EXERCISE BRIEF. Change every "instance" in the lines below to "occurrence", keeping all other text unchanged. Omit the pictures from your output.

Stored entries
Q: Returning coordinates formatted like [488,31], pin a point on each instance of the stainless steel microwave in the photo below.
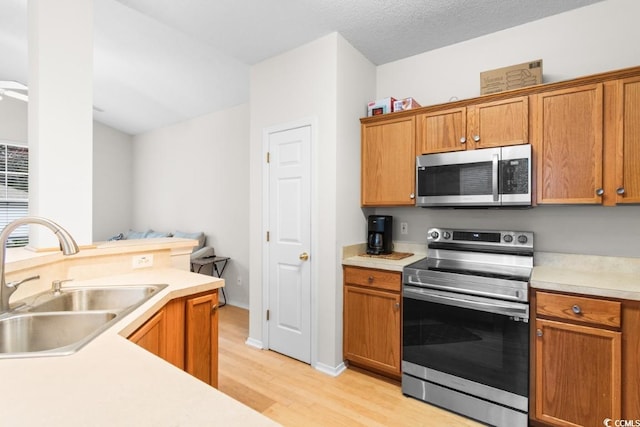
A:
[488,177]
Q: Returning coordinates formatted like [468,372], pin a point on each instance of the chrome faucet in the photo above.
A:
[67,244]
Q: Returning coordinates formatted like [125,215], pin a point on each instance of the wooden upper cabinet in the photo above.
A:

SOLVED PROBLEM.
Q: Returning coordinates formatted like [488,31], pin a point on each occurrence of the stainless steel microwave in the photo below.
A:
[488,177]
Q: Returning coordinates formatted like [468,372], pin a point on each occurrence of the chrome faucet in the photo above.
A:
[67,244]
Q: Returning coordinates formatted like [125,215], pin a point on each occurrence of the wooden upper cabinet in the photo above.
A:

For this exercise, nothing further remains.